Part One: 2001-2003
Keating Labor government introduces mandatory detention for all foreigners arriving in Australia without a visa, with Coalition support.
Howard government develops the "Pacific Solution" after the Norwegian freighter MV Tampa reaches Christmas Island carrying 400 mainly Afghan asylum seekers it had rescued on board. Prime minister John Howard refuses to let the group enter Australia. Most of those rescued will later be taken to the tiny 21 square kilometres Pacific island nation of Nauru, 4500 kilometres from Australia.
Howard's policy is summed up by his statement: "We will decide who comes to this country and the circumstances in which they come".
The Howard government introduces the Border Protection Bill 2001 which gives it the power to use reasonable force to remove any ship from Australian territorial waters; forcibly return any person to such a ship; and guarantee that no asylum application may be made by anyone on board.
The purpose of the act is to make the government's actions against the MV Tampa legal and to allow Australia to refuse entry to asylum seekers. It is part of a package of new laws which, in relation to asylum seekers, excise island territories from Australia.
A statement of principles is signed by President of Nauru, Rene Harris, and the then Australian minister for defence, Peter Reith, providing for a detention centre for up to 800 people. The Australian government pledges $20 million for development activities in Nauru. The initial intake includes asylum seekers rescued by the MV Tampa. The International Organisation for Migration (IOM) is contracted to run the detention centre and in turn, it subcontracts to firms such as Chubb Security.
The Border Protection package becomes law after some minor changes by Labor, led by Kim Beazley. The Australian Greens and the Australian Democrats oppose the Pacific Solution and all mandatory detention.
SIEV (Suspected Illegal Entry Vessel) 4, a fishing boat carrying 223 asylum seekers is intercepted by Australian Navy ship HMAS Adelaide north of Christmas Island.
The Federal election is announced.
Immigration minister Philip Ruddock announces that passengers on SIEV 4 threatened to throw children overboard. This claim is repeated by other government ministers including prime minister Howard and defence minister Reith. The claim is later shown to be false.
HMAS Adelaide's Commander Banks reported to his superiors that no children were thrown into the water.
SIEV-X sinks in international waters but inside Australia's surveillance zone while en route from Indonesia — 353 people, including 146 children, die in the water.
Following agreement with the Papua and New Guinea government, a detention centre is opened on Manus Island.

EXTRACTED INFORMATION:
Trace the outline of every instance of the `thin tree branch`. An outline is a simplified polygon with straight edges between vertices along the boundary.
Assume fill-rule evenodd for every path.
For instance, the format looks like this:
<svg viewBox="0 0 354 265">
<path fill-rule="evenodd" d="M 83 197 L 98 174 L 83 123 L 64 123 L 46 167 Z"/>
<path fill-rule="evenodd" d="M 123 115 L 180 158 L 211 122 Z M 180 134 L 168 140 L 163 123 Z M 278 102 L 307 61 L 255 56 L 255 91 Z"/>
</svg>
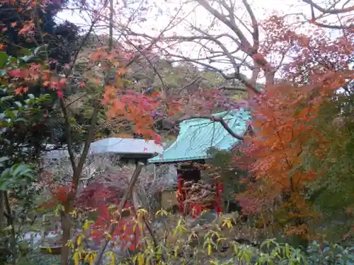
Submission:
<svg viewBox="0 0 354 265">
<path fill-rule="evenodd" d="M 188 119 L 210 119 L 212 122 L 219 122 L 222 126 L 224 127 L 224 129 L 229 133 L 230 134 L 232 137 L 236 138 L 238 140 L 244 140 L 244 136 L 237 134 L 235 133 L 232 129 L 229 126 L 227 123 L 225 122 L 225 120 L 222 118 L 222 117 L 218 117 L 218 116 L 214 116 L 214 115 L 191 115 L 191 116 L 188 116 L 183 117 L 181 119 L 178 119 L 176 123 L 179 124 L 183 121 L 188 120 Z"/>
</svg>

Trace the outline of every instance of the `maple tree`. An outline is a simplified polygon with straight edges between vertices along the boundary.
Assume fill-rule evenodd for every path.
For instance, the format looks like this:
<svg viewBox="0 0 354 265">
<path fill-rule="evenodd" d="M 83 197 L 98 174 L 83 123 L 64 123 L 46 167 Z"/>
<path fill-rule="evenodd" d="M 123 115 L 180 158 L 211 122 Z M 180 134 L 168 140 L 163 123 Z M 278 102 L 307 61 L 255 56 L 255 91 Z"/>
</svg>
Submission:
<svg viewBox="0 0 354 265">
<path fill-rule="evenodd" d="M 349 8 L 329 11 L 329 9 L 319 8 L 319 6 L 312 1 L 304 1 L 308 3 L 312 10 L 315 8 L 324 13 L 335 14 L 350 11 Z M 326 32 L 321 29 L 298 33 L 297 28 L 289 25 L 284 17 L 272 16 L 264 21 L 258 21 L 246 1 L 243 1 L 242 4 L 251 23 L 244 25 L 246 28 L 242 28 L 242 30 L 236 25 L 232 4 L 220 1 L 229 13 L 227 16 L 212 3 L 203 0 L 197 2 L 234 33 L 236 37 L 226 37 L 236 44 L 237 51 L 241 51 L 246 59 L 239 58 L 225 47 L 224 42 L 220 40 L 225 37 L 224 35 L 212 35 L 197 27 L 193 27 L 193 29 L 199 35 L 193 36 L 166 37 L 163 35 L 164 31 L 158 37 L 136 34 L 126 25 L 120 26 L 121 21 L 113 18 L 112 1 L 106 1 L 101 3 L 102 6 L 98 8 L 91 9 L 88 6 L 89 4 L 82 1 L 78 5 L 81 8 L 84 7 L 91 12 L 92 23 L 88 27 L 88 32 L 79 40 L 78 50 L 74 53 L 72 59 L 67 61 L 59 71 L 53 69 L 52 61 L 46 52 L 45 55 L 47 56 L 41 61 L 13 60 L 0 69 L 1 81 L 11 83 L 13 93 L 16 96 L 25 97 L 30 86 L 38 83 L 46 91 L 56 95 L 65 122 L 66 143 L 73 176 L 69 186 L 56 187 L 55 191 L 57 199 L 64 206 L 60 213 L 64 231 L 63 264 L 67 264 L 69 254 L 66 243 L 71 237 L 70 213 L 74 210 L 79 179 L 91 142 L 97 136 L 101 124 L 100 114 L 106 114 L 105 119 L 114 120 L 117 127 L 122 126 L 122 123 L 127 124 L 132 128 L 131 131 L 145 139 L 154 139 L 157 143 L 160 143 L 162 139 L 154 130 L 154 126 L 161 120 L 175 126 L 183 119 L 202 117 L 221 122 L 227 128 L 227 125 L 224 125 L 222 119 L 217 120 L 210 114 L 216 109 L 231 110 L 240 106 L 239 102 L 234 102 L 232 99 L 225 97 L 221 88 L 198 89 L 193 93 L 171 93 L 164 87 L 164 80 L 157 74 L 156 69 L 154 71 L 162 84 L 159 90 L 144 94 L 135 90 L 134 84 L 130 84 L 130 89 L 128 89 L 125 81 L 132 64 L 141 58 L 151 62 L 154 54 L 160 52 L 173 58 L 175 61 L 196 63 L 219 73 L 226 80 L 232 81 L 231 89 L 241 89 L 244 91 L 246 88 L 250 95 L 258 95 L 253 99 L 250 98 L 249 100 L 253 113 L 253 125 L 256 131 L 256 136 L 244 139 L 244 144 L 248 145 L 242 150 L 245 156 L 235 159 L 235 163 L 240 166 L 244 165 L 256 177 L 256 181 L 249 184 L 246 193 L 239 196 L 244 199 L 241 198 L 240 201 L 245 201 L 246 197 L 249 199 L 248 201 L 257 203 L 256 206 L 249 206 L 248 210 L 249 213 L 259 213 L 270 208 L 275 201 L 278 204 L 277 211 L 272 214 L 279 216 L 279 219 L 281 219 L 280 223 L 285 233 L 300 234 L 303 237 L 307 237 L 309 233 L 306 220 L 316 216 L 312 205 L 309 204 L 306 199 L 307 187 L 309 184 L 319 179 L 319 175 L 322 172 L 304 167 L 303 161 L 309 153 L 317 159 L 328 159 L 324 154 L 330 146 L 329 140 L 324 136 L 323 131 L 317 130 L 319 127 L 315 126 L 314 123 L 318 121 L 316 119 L 324 102 L 331 100 L 335 93 L 340 88 L 345 88 L 348 80 L 353 78 L 353 71 L 350 68 L 353 54 L 351 20 L 346 22 L 348 26 L 341 28 L 343 34 L 333 41 L 326 37 Z M 30 4 L 26 12 L 43 8 L 41 3 L 35 1 Z M 111 6 L 108 13 L 106 13 L 108 4 Z M 18 11 L 21 12 L 21 10 Z M 107 17 L 109 17 L 110 36 L 105 40 L 107 40 L 108 45 L 90 51 L 86 57 L 89 59 L 84 69 L 80 72 L 77 61 L 81 48 L 88 42 L 95 25 L 104 22 Z M 35 34 L 38 26 L 35 18 L 30 18 L 23 21 L 22 25 L 11 24 L 10 26 L 18 26 L 17 34 L 30 37 L 31 34 Z M 321 25 L 318 23 L 314 23 L 318 18 L 312 18 L 311 22 Z M 133 40 L 125 35 L 126 43 L 117 44 L 113 41 L 113 28 L 120 30 L 122 34 L 137 35 L 141 39 Z M 260 40 L 260 31 L 266 36 L 264 42 Z M 251 35 L 246 35 L 246 32 L 251 32 Z M 312 34 L 313 36 L 310 37 Z M 222 61 L 220 57 L 226 57 L 231 62 L 232 73 L 205 63 L 202 59 L 174 53 L 161 45 L 176 40 L 192 40 L 202 43 L 201 40 L 205 40 L 216 43 L 219 48 L 215 51 L 205 47 L 207 53 L 212 54 L 207 55 L 205 59 L 209 59 L 212 62 Z M 143 45 L 145 41 L 148 42 L 147 45 Z M 136 42 L 139 43 L 139 47 Z M 2 45 L 1 49 L 5 48 L 4 45 Z M 33 54 L 35 54 L 34 51 Z M 280 59 L 272 59 L 275 57 Z M 291 58 L 290 62 L 285 59 L 289 58 Z M 334 61 L 333 58 L 336 58 Z M 251 78 L 240 73 L 241 65 L 251 70 Z M 79 72 L 79 76 L 76 73 L 77 72 Z M 266 79 L 266 88 L 262 93 L 257 86 L 260 73 Z M 282 81 L 278 81 L 275 76 Z M 241 88 L 240 84 L 242 85 Z M 86 139 L 79 158 L 73 151 L 73 132 L 81 124 L 73 122 L 74 115 L 69 108 L 72 102 L 68 96 L 70 90 L 81 93 L 91 106 L 88 115 L 90 125 L 85 124 Z M 217 107 L 215 108 L 215 105 Z M 234 135 L 234 137 L 244 139 L 242 136 Z M 314 138 L 317 141 L 317 148 L 314 151 L 309 148 L 309 142 Z M 105 213 L 105 217 L 110 219 L 109 213 Z"/>
</svg>

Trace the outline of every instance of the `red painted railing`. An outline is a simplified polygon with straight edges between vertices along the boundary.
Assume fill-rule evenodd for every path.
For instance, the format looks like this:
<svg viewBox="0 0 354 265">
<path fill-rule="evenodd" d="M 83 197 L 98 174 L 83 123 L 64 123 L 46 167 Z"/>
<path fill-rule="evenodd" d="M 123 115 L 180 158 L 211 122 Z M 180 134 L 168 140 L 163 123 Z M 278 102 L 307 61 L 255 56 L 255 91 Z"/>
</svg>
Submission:
<svg viewBox="0 0 354 265">
<path fill-rule="evenodd" d="M 219 214 L 221 213 L 221 193 L 222 192 L 222 184 L 219 179 L 217 179 L 217 194 L 215 196 L 215 201 L 213 204 L 213 206 L 217 211 L 217 213 Z M 186 214 L 188 213 L 186 212 L 186 208 L 185 208 L 184 206 L 184 192 L 183 190 L 183 179 L 182 178 L 181 175 L 178 175 L 178 190 L 177 190 L 177 201 L 178 202 L 178 211 L 180 213 Z M 195 218 L 198 216 L 199 216 L 202 211 L 207 210 L 207 207 L 203 206 L 202 204 L 190 204 L 189 208 L 192 211 L 193 218 Z"/>
</svg>

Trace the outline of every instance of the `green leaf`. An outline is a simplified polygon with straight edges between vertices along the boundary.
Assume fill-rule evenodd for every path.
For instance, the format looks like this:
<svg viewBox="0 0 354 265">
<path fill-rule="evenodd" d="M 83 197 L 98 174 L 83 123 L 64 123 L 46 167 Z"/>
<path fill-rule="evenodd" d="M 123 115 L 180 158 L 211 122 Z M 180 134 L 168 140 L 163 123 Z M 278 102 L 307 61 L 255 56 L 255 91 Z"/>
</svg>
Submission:
<svg viewBox="0 0 354 265">
<path fill-rule="evenodd" d="M 32 54 L 32 51 L 29 49 L 23 48 L 23 49 L 21 49 L 21 53 L 23 55 L 30 55 L 30 54 Z"/>
<path fill-rule="evenodd" d="M 7 72 L 5 69 L 0 69 L 0 76 L 5 76 Z"/>
<path fill-rule="evenodd" d="M 7 61 L 8 55 L 5 52 L 0 52 L 0 68 L 3 68 Z"/>
</svg>

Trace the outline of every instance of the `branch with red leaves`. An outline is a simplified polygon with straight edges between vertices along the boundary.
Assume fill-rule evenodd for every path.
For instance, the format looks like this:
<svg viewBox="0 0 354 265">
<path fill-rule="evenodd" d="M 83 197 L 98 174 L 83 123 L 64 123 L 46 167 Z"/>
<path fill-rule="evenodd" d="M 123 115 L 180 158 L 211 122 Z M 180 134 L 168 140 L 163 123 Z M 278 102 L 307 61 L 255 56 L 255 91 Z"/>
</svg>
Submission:
<svg viewBox="0 0 354 265">
<path fill-rule="evenodd" d="M 225 122 L 225 120 L 222 118 L 222 117 L 219 116 L 213 116 L 213 115 L 195 115 L 195 116 L 188 116 L 188 117 L 185 117 L 182 119 L 178 119 L 176 122 L 177 124 L 179 124 L 183 121 L 188 120 L 188 119 L 210 119 L 212 122 L 219 122 L 220 124 L 222 125 L 222 126 L 227 130 L 227 131 L 230 134 L 232 137 L 236 138 L 238 140 L 244 140 L 244 136 L 237 134 L 235 133 L 232 129 L 229 127 L 229 126 L 227 124 L 227 123 Z"/>
</svg>

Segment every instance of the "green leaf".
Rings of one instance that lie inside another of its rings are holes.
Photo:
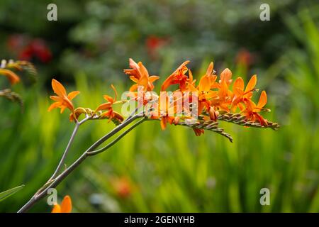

EXERCISES:
a) According to the timeline, how many people did the Nauru detention centre provide for under the statement of principles?
b) Reproduce the part of the timeline that opens with the words containing "Howard government develops" and closes with "anyone on board.".

ANSWERS FOR THE TASKS:
a) Up to 800 people.

b)
Howard government develops the "Pacific Solution" after the Norwegian freighter MV Tampa reaches Christmas Island carrying 400 mainly Afghan asylum seekers it had rescued on board. Prime minister John Howard refuses to let the group enter Australia. Most of those rescued will later be taken to the tiny 21 square kilometres Pacific island nation of Nauru, 4500 kilometres from Australia.
Howard's policy is summed up by his statement: "We will decide who comes to this country and the circumstances in which they come".
The Howard government introduces the Border Protection Bill 2001 which gives it the power to use reasonable force to remove any ship from Australian territorial waters; forcibly return any person to such a ship; and guarantee that no asylum application may be made by anyone on board.